**** Document segment ****

Processor 220 is a signal processing device configured to determine from the bone conduction sensor signal from accelerometer 230 at least one characteristic of speech of a user of the earbud 120, derive from the at least one characteristic of speech at least one signal conditioning parameter; and the processor 220 is further configured to use the at least one signal conditioning parameter to condition the microphone signal from microphone 210 and wirelessly deliver the conditioned signal to master device 110 for use as the transmitted signal of a voice call and/or for use in automatic speech recognition (ASR). Communications between earbud 120 and master device 110 may for example be undertaken by way of low energy Bluetooth. Alternative embodiments may utilise wired earbuds and communicate by wire, albeit with the disadvantages discussed elsewhere herein. Speaker 240 is configured to play back acoustic signals into the ear canal of the user, such as a receive signal of a voice call.

Notably, the present embodiment provides for noise reduction to be applied in a controlled gradated manner, and not in a binary on-off manner, based upon a speech estimation derived from the bone conduction sensor signal, on a headset form factor comprising a wireless earbud provided with at least one microphone and at least one accelerometer. In particular, in contrast to the binary process of voice activity detection, speech estimation involves the estimation of spectral amplitudes or signal peak frequencies and the application of suitable processing to improve speech quality. Indeed some embodiments of the present invention may apply speech estimation based on the bone conduction sensor signal in the absence of any voice activity detection and microphone signal gating step whatsoever.

**** Excerpted records ****

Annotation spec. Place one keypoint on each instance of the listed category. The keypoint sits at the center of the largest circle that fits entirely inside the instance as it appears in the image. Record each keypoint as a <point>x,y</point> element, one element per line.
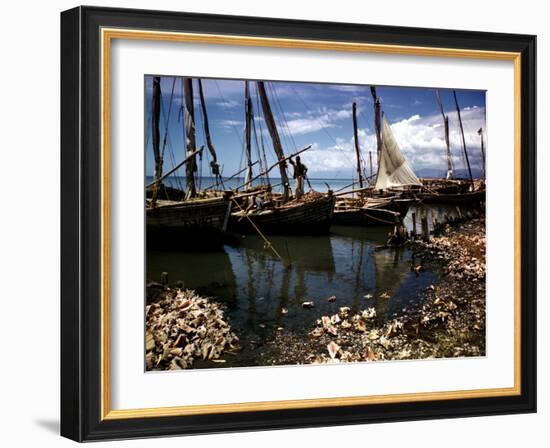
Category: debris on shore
<point>449,323</point>
<point>182,327</point>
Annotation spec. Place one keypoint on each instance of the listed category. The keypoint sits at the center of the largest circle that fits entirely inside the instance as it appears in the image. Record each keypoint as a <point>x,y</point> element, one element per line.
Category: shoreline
<point>449,323</point>
<point>449,320</point>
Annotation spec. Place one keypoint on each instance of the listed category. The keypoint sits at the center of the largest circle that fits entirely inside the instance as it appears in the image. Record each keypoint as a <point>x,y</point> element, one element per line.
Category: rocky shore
<point>182,327</point>
<point>449,323</point>
<point>184,330</point>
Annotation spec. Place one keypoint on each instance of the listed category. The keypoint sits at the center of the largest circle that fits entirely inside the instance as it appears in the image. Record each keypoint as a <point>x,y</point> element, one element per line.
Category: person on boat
<point>300,171</point>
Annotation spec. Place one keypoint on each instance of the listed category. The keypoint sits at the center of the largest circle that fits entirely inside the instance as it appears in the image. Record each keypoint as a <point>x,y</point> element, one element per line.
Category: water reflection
<point>256,285</point>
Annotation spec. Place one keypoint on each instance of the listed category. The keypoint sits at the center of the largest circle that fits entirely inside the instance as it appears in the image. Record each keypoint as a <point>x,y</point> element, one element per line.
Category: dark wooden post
<point>277,146</point>
<point>189,123</point>
<point>463,140</point>
<point>377,126</point>
<point>357,150</point>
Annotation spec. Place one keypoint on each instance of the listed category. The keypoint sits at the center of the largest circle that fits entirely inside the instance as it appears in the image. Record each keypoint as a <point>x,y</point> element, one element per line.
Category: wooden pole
<point>189,123</point>
<point>247,134</point>
<point>277,146</point>
<point>447,142</point>
<point>178,166</point>
<point>155,125</point>
<point>357,150</point>
<point>283,160</point>
<point>480,132</point>
<point>463,140</point>
<point>370,163</point>
<point>266,241</point>
<point>377,121</point>
<point>214,166</point>
<point>425,228</point>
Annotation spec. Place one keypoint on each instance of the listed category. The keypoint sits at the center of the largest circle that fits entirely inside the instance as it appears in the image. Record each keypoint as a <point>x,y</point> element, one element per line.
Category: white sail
<point>393,170</point>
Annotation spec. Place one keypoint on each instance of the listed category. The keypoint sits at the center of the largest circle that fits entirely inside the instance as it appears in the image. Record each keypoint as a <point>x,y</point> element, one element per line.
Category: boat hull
<point>299,218</point>
<point>198,221</point>
<point>375,212</point>
<point>366,216</point>
<point>468,198</point>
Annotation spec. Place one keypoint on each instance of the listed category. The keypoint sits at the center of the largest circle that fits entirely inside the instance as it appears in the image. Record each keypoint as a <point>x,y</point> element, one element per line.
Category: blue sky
<point>321,115</point>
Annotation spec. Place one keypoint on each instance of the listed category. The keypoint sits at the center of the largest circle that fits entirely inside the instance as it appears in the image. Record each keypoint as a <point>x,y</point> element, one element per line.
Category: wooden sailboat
<point>277,213</point>
<point>377,205</point>
<point>181,220</point>
<point>449,190</point>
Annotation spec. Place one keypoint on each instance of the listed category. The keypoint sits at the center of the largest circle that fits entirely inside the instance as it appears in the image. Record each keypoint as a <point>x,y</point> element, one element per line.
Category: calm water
<point>256,285</point>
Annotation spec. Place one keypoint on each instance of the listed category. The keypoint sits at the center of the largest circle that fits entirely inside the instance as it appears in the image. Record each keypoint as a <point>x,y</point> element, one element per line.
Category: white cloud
<point>421,140</point>
<point>228,103</point>
<point>313,121</point>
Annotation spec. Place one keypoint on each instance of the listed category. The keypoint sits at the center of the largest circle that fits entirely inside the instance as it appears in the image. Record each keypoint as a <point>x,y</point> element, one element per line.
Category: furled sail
<point>393,169</point>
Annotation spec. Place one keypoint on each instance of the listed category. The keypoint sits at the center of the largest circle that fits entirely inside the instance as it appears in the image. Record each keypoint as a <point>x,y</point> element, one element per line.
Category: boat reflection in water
<point>258,287</point>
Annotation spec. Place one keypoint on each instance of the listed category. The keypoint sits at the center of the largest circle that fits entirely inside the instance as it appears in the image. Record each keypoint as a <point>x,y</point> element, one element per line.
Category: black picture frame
<point>81,223</point>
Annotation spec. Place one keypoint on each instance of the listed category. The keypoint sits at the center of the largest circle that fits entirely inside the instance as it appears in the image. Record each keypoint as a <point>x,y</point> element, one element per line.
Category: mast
<point>377,126</point>
<point>357,150</point>
<point>214,166</point>
<point>272,128</point>
<point>155,124</point>
<point>463,139</point>
<point>480,132</point>
<point>370,163</point>
<point>189,123</point>
<point>447,143</point>
<point>248,123</point>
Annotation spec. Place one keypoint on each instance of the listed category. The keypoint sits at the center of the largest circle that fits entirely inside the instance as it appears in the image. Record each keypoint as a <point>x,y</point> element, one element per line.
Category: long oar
<point>179,165</point>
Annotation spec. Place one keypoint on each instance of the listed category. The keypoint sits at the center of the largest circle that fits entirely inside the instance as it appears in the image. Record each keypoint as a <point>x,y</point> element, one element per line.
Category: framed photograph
<point>275,224</point>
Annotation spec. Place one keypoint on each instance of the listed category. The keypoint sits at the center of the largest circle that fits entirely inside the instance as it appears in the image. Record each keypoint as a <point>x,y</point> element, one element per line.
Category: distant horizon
<point>320,115</point>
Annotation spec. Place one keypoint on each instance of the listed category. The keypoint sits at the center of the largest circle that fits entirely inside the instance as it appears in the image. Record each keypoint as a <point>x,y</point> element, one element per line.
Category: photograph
<point>295,223</point>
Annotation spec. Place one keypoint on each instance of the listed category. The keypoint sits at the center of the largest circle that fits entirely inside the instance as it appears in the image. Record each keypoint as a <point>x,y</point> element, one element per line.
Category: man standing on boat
<point>300,171</point>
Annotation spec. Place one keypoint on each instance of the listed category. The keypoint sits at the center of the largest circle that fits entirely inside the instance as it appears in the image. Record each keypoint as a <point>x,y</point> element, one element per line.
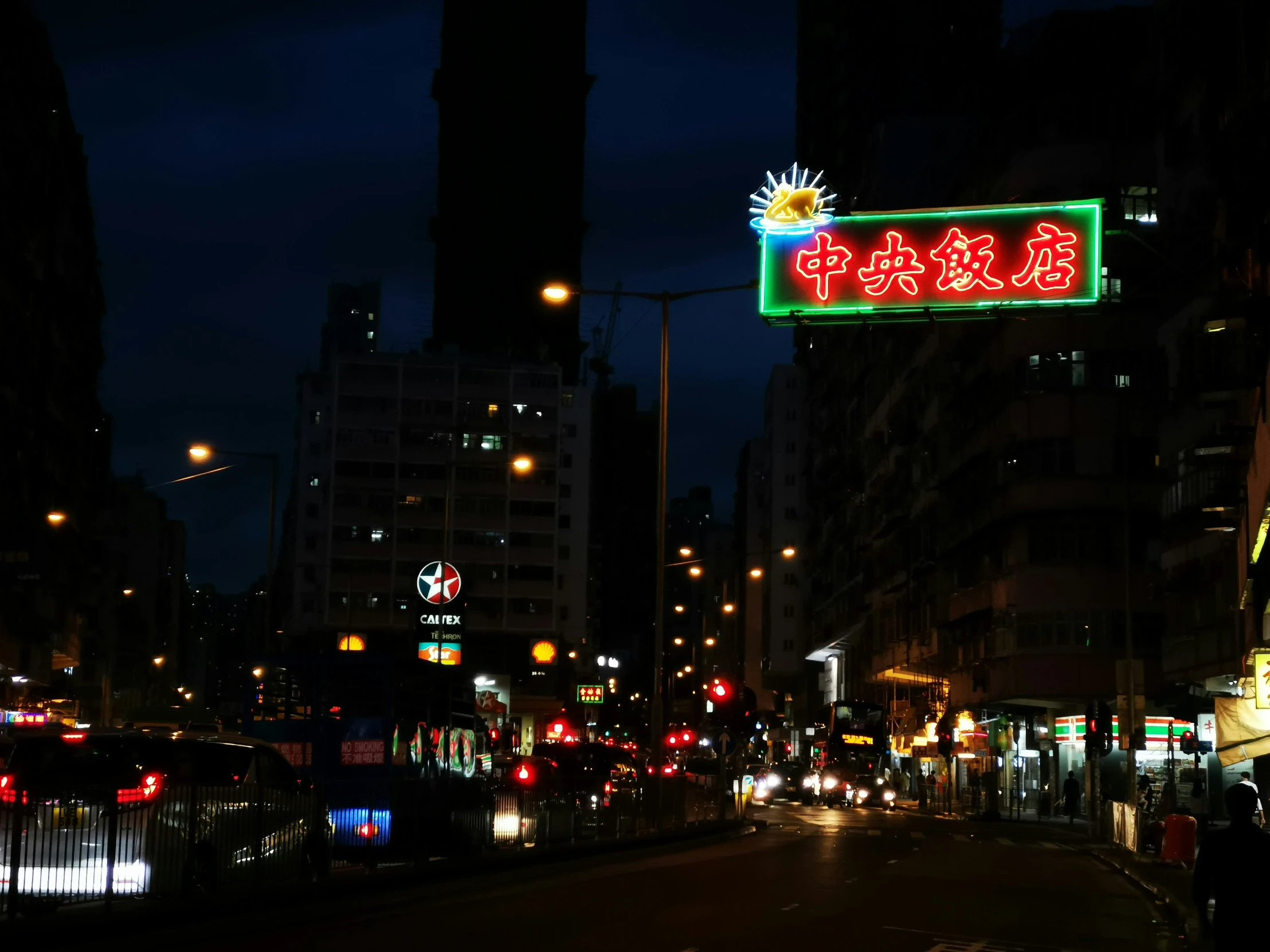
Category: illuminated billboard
<point>951,263</point>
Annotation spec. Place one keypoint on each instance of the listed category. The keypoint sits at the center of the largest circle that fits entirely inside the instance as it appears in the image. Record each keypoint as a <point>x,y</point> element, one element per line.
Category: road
<point>813,879</point>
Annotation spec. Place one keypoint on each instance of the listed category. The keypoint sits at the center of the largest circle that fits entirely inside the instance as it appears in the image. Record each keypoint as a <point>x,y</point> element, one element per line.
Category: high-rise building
<point>512,104</point>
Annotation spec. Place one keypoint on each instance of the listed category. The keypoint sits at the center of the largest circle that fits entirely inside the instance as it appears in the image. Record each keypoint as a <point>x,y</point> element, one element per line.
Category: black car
<point>874,791</point>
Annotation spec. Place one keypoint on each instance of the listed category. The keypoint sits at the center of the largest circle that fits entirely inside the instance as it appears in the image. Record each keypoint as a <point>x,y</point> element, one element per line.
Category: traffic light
<point>944,737</point>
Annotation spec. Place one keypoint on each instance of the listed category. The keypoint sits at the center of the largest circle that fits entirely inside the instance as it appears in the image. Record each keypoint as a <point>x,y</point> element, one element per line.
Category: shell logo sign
<point>544,651</point>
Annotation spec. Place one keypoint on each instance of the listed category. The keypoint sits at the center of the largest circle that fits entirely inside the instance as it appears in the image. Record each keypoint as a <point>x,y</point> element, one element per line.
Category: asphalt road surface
<point>813,880</point>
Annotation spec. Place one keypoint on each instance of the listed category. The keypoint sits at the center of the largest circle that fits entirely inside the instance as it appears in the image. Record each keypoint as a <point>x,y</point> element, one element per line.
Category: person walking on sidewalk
<point>1071,796</point>
<point>1247,781</point>
<point>1230,868</point>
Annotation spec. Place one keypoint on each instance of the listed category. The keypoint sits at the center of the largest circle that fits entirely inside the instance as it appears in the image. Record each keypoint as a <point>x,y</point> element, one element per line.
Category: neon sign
<point>911,266</point>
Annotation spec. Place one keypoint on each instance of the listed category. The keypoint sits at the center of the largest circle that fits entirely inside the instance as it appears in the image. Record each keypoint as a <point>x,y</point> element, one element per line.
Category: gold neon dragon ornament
<point>795,202</point>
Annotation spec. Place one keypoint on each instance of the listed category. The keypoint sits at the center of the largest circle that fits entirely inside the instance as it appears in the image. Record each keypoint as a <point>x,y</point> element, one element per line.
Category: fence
<point>186,839</point>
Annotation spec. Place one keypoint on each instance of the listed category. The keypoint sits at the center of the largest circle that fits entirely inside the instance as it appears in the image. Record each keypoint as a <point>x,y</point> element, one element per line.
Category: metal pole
<point>660,608</point>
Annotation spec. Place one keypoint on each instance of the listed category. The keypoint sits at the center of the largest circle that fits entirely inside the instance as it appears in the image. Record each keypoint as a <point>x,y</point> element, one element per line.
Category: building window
<point>1139,203</point>
<point>1110,287</point>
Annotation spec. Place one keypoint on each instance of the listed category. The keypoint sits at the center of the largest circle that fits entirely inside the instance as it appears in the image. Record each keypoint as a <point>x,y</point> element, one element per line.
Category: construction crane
<point>602,342</point>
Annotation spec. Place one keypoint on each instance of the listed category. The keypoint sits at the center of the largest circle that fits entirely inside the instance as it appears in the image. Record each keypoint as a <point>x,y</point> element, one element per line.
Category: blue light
<point>348,820</point>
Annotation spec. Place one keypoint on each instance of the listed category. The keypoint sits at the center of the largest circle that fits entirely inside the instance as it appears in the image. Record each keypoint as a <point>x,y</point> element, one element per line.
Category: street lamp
<point>558,294</point>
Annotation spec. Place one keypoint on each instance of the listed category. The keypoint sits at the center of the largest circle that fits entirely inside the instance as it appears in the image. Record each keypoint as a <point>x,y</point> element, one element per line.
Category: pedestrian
<point>1071,796</point>
<point>1247,781</point>
<point>1230,868</point>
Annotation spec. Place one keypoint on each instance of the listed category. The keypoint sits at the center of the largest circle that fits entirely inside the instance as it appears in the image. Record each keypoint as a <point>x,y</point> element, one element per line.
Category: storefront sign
<point>1261,677</point>
<point>361,753</point>
<point>591,694</point>
<point>965,263</point>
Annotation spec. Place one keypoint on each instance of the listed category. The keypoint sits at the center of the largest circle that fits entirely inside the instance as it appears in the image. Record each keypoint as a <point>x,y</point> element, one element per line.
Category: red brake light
<point>145,791</point>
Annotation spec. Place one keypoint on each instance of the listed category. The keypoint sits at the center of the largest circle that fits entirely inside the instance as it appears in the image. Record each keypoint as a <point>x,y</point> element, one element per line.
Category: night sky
<point>243,154</point>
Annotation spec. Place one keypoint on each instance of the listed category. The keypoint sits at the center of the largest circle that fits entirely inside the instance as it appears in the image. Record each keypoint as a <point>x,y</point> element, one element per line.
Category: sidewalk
<point>1169,884</point>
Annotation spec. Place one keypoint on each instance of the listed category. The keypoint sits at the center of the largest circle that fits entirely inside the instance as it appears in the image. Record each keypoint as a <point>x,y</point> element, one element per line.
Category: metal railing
<point>190,839</point>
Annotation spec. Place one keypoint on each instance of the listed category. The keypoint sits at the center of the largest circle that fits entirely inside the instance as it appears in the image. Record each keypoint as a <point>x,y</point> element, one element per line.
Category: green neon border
<point>781,318</point>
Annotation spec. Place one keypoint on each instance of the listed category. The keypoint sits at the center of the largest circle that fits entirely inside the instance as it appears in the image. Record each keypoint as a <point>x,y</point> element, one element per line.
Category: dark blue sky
<point>243,154</point>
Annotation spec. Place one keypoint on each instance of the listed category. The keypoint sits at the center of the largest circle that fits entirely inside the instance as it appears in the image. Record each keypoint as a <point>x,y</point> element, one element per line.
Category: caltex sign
<point>438,583</point>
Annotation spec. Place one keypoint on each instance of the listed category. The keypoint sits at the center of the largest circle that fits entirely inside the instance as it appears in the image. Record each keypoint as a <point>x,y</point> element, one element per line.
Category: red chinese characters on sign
<point>299,754</point>
<point>1048,259</point>
<point>361,753</point>
<point>822,262</point>
<point>892,265</point>
<point>965,262</point>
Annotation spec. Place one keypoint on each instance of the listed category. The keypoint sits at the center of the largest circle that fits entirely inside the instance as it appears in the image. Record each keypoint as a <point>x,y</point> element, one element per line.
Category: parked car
<point>190,812</point>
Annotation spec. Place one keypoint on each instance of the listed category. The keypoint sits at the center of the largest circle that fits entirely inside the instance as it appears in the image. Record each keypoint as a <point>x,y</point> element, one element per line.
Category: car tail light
<point>9,791</point>
<point>145,791</point>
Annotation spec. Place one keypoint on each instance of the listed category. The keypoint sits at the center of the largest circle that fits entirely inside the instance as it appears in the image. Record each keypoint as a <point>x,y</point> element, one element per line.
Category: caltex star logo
<point>438,583</point>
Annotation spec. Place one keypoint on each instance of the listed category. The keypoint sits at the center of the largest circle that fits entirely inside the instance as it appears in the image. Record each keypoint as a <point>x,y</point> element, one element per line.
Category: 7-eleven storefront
<point>1162,750</point>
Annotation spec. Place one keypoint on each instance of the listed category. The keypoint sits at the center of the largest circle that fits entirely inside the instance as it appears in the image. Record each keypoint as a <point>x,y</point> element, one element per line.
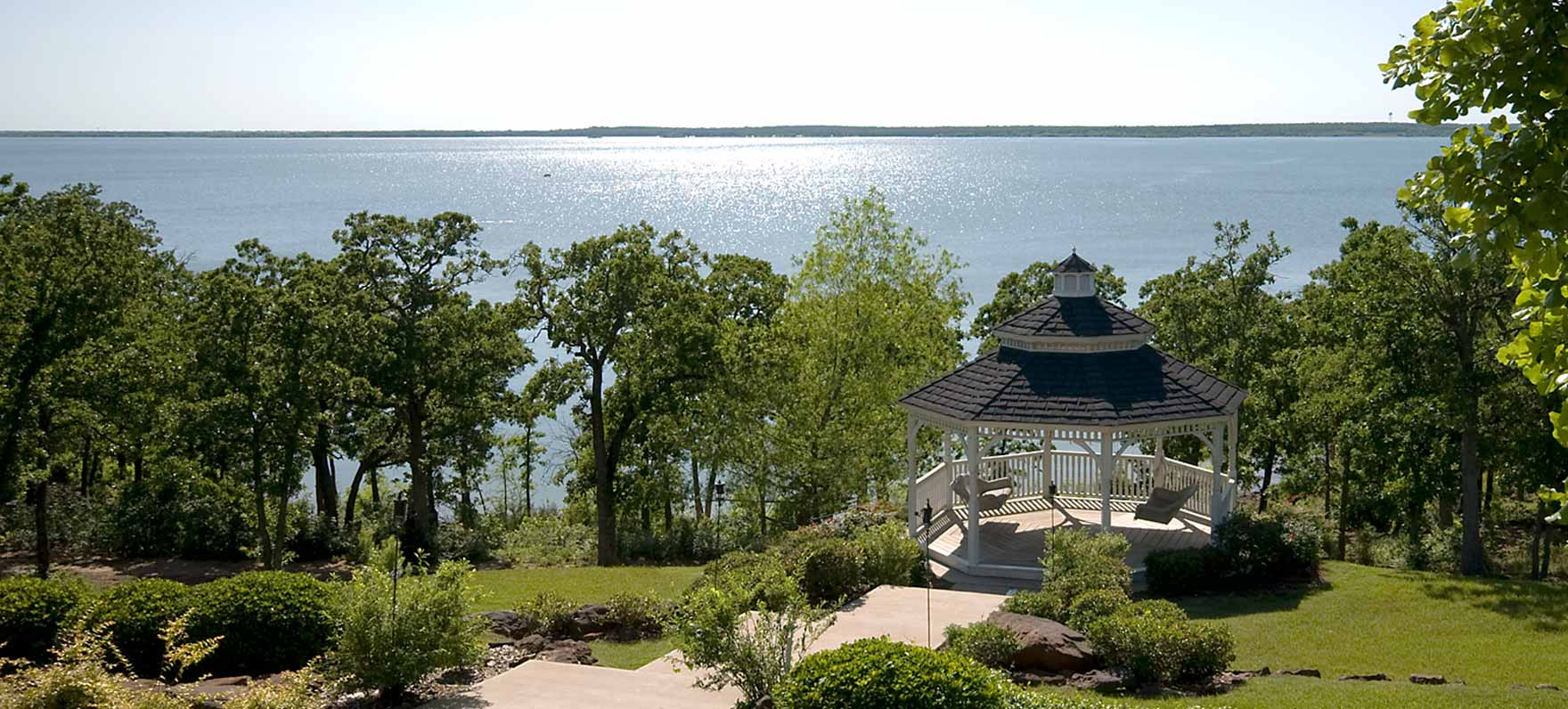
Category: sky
<point>392,65</point>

****

» **Exercise goal**
Put this sentence from the earbud speech processing passage above into Spanish: "Communications between earbud 120 and master device 110 may for example be undertaken by way of low energy Bluetooth."

» **Solution below**
Las comunicaciones entre el auricular 120 y el dispositivo maestro 110 pueden llevarse a cabo, por ejemplo, mediante Bluetooth de baja energía.